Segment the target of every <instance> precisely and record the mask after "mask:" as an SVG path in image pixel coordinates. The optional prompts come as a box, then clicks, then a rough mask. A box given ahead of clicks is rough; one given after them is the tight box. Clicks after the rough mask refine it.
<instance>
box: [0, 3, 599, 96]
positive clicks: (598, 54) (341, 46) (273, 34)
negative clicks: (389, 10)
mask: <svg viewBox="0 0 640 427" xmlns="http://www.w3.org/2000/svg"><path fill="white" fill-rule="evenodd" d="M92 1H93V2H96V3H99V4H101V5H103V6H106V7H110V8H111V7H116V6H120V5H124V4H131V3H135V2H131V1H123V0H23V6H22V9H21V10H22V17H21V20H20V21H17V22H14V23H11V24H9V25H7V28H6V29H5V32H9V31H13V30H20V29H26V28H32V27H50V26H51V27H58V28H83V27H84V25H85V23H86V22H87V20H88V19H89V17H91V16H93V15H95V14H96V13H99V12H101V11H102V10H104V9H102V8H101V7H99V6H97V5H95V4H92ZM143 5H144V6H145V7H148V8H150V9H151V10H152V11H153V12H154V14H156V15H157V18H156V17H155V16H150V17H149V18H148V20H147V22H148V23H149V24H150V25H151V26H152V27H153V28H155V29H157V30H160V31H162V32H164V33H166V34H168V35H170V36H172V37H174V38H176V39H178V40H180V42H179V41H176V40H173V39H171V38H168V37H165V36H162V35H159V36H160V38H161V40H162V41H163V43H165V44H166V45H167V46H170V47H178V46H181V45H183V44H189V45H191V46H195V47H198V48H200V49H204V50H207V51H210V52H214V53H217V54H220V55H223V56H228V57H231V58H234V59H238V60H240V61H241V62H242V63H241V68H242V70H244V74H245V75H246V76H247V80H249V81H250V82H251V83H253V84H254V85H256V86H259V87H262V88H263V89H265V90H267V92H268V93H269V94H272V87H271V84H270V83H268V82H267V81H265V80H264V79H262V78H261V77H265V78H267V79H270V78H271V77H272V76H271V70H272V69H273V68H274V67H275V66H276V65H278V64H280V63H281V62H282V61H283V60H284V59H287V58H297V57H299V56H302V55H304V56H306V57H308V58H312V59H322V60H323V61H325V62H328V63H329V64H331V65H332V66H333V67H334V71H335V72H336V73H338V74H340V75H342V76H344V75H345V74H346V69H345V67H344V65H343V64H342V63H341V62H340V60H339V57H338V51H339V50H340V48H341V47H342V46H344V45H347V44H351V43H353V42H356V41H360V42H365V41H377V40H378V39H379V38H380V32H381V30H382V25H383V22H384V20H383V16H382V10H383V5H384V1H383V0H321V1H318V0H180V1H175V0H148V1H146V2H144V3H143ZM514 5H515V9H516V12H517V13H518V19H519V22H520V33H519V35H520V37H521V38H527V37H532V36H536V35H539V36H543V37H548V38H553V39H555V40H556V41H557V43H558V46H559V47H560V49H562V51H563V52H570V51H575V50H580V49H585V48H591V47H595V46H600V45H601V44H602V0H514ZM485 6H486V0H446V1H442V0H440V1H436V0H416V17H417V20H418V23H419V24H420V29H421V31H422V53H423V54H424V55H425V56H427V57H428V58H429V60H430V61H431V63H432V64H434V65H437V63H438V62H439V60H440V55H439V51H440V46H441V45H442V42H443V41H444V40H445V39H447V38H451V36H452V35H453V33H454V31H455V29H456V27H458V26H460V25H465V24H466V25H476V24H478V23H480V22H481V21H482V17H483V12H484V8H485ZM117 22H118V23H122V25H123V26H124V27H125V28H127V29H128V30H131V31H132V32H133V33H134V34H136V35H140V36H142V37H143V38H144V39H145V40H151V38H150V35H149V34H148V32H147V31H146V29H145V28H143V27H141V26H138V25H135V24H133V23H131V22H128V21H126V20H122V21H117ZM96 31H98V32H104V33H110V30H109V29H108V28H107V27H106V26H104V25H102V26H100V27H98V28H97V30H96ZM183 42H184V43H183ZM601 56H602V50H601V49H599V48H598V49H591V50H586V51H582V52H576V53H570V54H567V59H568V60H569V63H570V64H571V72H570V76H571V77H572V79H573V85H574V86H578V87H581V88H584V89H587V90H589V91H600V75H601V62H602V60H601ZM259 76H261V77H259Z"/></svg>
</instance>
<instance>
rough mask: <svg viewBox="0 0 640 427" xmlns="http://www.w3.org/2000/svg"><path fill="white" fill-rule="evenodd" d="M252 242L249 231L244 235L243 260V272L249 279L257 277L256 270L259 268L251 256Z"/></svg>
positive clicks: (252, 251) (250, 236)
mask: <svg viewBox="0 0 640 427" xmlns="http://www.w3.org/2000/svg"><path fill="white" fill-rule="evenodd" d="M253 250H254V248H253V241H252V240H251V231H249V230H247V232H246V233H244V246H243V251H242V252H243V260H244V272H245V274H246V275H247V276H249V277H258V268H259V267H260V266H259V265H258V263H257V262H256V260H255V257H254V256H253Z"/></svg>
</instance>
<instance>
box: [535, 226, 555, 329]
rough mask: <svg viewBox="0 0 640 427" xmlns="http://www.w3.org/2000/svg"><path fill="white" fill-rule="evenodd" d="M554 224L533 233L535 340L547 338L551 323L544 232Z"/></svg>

:: Work to be completed ::
Restate all of the material above exactly as written.

:: Your response ::
Segment the target of every <instance> precisely and record the mask after "mask:" as an SVG path in image pixel coordinates. The optional prompts come as a box, then clicks, then a rough mask. A box given ahead of clicks is rough; one given after them is the tight box. Clicks after the rough mask refine it.
<instance>
box: [0, 3, 599, 96]
positive clicks: (598, 54) (341, 46) (273, 34)
negative clicks: (389, 10)
mask: <svg viewBox="0 0 640 427" xmlns="http://www.w3.org/2000/svg"><path fill="white" fill-rule="evenodd" d="M92 1H93V2H96V3H99V4H101V5H103V6H106V7H110V8H111V7H116V6H120V5H124V4H131V3H135V2H131V1H123V0H23V6H22V9H21V10H22V17H21V20H20V21H17V22H14V23H11V24H9V25H7V28H6V29H5V32H9V31H13V30H20V29H26V28H32V27H50V26H51V27H58V28H83V27H84V25H85V23H86V22H87V20H88V19H89V17H91V16H93V15H95V14H96V13H99V12H101V11H102V10H104V9H102V8H101V7H99V6H97V5H95V4H92ZM143 5H144V6H145V7H148V8H150V9H151V10H152V11H153V12H154V14H156V15H157V18H156V17H155V16H150V17H149V18H148V20H147V22H148V23H149V24H150V25H151V26H152V27H153V28H155V29H157V30H160V31H162V32H164V33H166V34H168V35H170V36H172V37H174V38H176V39H178V40H180V42H179V41H176V40H173V39H171V38H168V37H165V36H162V35H159V36H160V38H161V40H162V41H163V43H165V44H166V45H167V46H170V47H178V46H181V45H183V44H189V45H191V46H195V47H198V48H200V49H204V50H207V51H210V52H214V53H217V54H220V55H223V56H228V57H231V58H234V59H238V60H240V61H241V62H242V63H241V68H242V70H244V74H245V75H246V76H247V80H249V81H250V82H251V83H253V84H254V85H256V86H259V87H262V88H263V89H265V90H267V92H268V93H269V94H272V87H271V84H270V83H268V82H267V81H265V80H264V79H262V78H261V77H265V78H267V79H270V78H271V77H272V76H271V70H272V69H273V68H274V67H275V66H276V65H278V64H280V63H281V62H282V61H283V60H284V59H287V58H297V57H299V56H302V55H304V56H306V57H308V58H312V59H322V60H323V61H325V62H328V63H329V64H331V65H332V66H333V67H334V71H335V72H336V73H338V74H340V75H342V76H344V75H345V74H346V69H345V67H344V65H343V64H342V63H341V62H340V60H339V57H338V51H339V50H340V48H341V47H342V46H344V45H347V44H351V43H353V42H356V41H360V42H365V41H377V40H378V39H379V38H380V32H381V30H382V25H383V22H384V20H383V16H382V10H383V5H384V1H383V0H321V1H318V0H180V1H175V0H148V1H146V2H144V3H143ZM514 5H515V9H516V12H517V13H518V19H519V22H520V33H519V35H520V37H521V38H527V37H532V36H536V35H539V36H543V37H548V38H553V39H555V40H556V41H557V43H558V46H559V47H560V49H562V51H563V52H570V51H575V50H580V49H585V48H591V47H595V46H600V45H601V44H602V0H514ZM485 6H486V0H446V1H442V0H440V1H436V0H416V17H417V20H418V23H419V24H420V29H421V31H422V53H423V54H424V55H425V56H427V57H428V58H429V60H430V61H431V63H432V64H434V65H437V63H438V62H439V60H440V55H439V51H440V46H441V45H442V42H443V41H444V40H445V39H447V38H451V36H452V35H453V33H454V31H455V29H456V27H458V26H460V25H465V24H466V25H476V24H478V23H480V22H481V21H482V17H483V12H484V8H485ZM117 22H118V23H122V25H123V26H124V27H125V28H127V29H128V30H131V31H132V32H133V33H134V34H136V35H140V36H142V37H143V38H144V39H145V40H151V38H150V35H149V34H148V32H147V31H146V29H145V28H143V27H141V26H138V25H135V24H133V23H131V22H128V21H126V20H122V21H117ZM96 31H98V32H104V33H110V30H109V29H108V28H107V27H106V26H104V25H102V26H100V27H98V28H97V30H96ZM183 42H184V43H183ZM601 56H602V50H601V49H599V48H598V49H591V50H586V51H582V52H576V53H570V54H567V59H568V60H569V63H570V64H571V72H570V76H571V77H572V79H573V85H574V86H578V87H581V88H584V89H587V90H589V91H600V75H601V62H602V60H601ZM259 76H261V77H259Z"/></svg>
</instance>
<instance>
rough mask: <svg viewBox="0 0 640 427" xmlns="http://www.w3.org/2000/svg"><path fill="white" fill-rule="evenodd" d="M252 242L249 231L244 235L243 260V272L249 279L257 277L256 270L259 268L251 256Z"/></svg>
positive clicks: (252, 251) (250, 236)
mask: <svg viewBox="0 0 640 427" xmlns="http://www.w3.org/2000/svg"><path fill="white" fill-rule="evenodd" d="M253 250H254V248H253V241H252V240H251V231H249V230H247V232H246V233H244V246H243V251H242V252H243V260H244V272H245V274H246V275H247V276H249V277H258V268H259V267H260V266H259V265H258V263H257V262H256V260H255V257H254V256H253Z"/></svg>
</instance>
<instance>
box: [535, 226, 555, 329]
rough mask: <svg viewBox="0 0 640 427" xmlns="http://www.w3.org/2000/svg"><path fill="white" fill-rule="evenodd" d="M554 224L533 233L535 340L547 338L551 323L544 232Z"/></svg>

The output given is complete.